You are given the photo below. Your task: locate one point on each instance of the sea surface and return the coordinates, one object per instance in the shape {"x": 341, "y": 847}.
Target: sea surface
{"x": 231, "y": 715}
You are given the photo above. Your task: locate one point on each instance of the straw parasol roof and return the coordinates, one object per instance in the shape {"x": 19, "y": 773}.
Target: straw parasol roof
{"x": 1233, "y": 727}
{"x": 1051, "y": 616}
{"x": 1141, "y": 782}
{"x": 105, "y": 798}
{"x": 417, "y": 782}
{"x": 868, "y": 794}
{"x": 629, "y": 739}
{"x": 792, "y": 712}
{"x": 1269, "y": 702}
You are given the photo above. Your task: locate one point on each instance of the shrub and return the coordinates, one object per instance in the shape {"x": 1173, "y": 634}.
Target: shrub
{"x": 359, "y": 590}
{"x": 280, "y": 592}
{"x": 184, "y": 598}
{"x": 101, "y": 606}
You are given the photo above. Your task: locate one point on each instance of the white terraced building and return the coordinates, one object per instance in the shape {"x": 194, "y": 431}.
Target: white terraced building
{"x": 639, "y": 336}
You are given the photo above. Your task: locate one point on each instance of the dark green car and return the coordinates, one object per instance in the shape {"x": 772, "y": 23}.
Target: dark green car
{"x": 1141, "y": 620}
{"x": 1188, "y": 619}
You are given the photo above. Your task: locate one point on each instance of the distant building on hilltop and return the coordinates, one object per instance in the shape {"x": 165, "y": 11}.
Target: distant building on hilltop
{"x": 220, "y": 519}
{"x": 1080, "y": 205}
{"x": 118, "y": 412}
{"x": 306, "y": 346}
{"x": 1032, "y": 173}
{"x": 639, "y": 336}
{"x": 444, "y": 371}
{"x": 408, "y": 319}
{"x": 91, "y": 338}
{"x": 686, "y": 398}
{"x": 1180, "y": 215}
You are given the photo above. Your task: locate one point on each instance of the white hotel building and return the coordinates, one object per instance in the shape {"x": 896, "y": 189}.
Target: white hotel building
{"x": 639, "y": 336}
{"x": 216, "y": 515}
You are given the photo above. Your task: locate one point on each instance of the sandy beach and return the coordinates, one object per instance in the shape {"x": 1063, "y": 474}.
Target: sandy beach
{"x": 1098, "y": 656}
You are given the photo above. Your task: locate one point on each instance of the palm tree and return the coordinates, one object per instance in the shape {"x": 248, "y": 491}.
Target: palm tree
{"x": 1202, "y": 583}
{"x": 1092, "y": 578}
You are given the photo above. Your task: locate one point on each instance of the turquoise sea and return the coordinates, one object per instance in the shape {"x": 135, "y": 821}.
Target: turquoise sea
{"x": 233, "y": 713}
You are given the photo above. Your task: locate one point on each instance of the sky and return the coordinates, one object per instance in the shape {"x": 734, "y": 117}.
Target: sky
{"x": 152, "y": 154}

━━━━━━━━

With both ends included, please retype exactly the lines from the line containing "of the distant" to the final line of the data.

=== THE OUTPUT ===
You are given the photo above. Your task: locate one point on each instance of the distant building on hilltop and return the coordinates, one object per instance in the shape {"x": 165, "y": 11}.
Target: distant building on hilltop
{"x": 220, "y": 519}
{"x": 1080, "y": 205}
{"x": 118, "y": 412}
{"x": 306, "y": 346}
{"x": 1032, "y": 173}
{"x": 639, "y": 336}
{"x": 444, "y": 371}
{"x": 408, "y": 319}
{"x": 91, "y": 338}
{"x": 686, "y": 398}
{"x": 1180, "y": 215}
You are given the photo above. Your task: locate one point on each instance of the white hotel building and return the coordinates, one object per instance in the shape {"x": 896, "y": 189}.
Target: white hotel building
{"x": 639, "y": 336}
{"x": 216, "y": 515}
You are given the photo above. Your task: locate one point on each instance of the sandy beach and return the coordinates, one object per instance in the shape {"x": 1063, "y": 474}.
Target: sandy beach
{"x": 1098, "y": 656}
You are given the photo above. Your task: locate one point on each instance of the palm tree and return the coordinates, one object per instance in the shape {"x": 248, "y": 491}.
Target: palm tree
{"x": 1202, "y": 583}
{"x": 1092, "y": 578}
You are given the photo above. Your task: locate one point on each instance of the turquoise sea and return the coordinates, one object per instance in the shape {"x": 135, "y": 821}.
Target: turquoise sea
{"x": 233, "y": 713}
You are given the photo above. Your task: locate one point on each instance of the sky and return the coordinates, one object per instance in the shape {"x": 734, "y": 117}.
Target: sky
{"x": 152, "y": 154}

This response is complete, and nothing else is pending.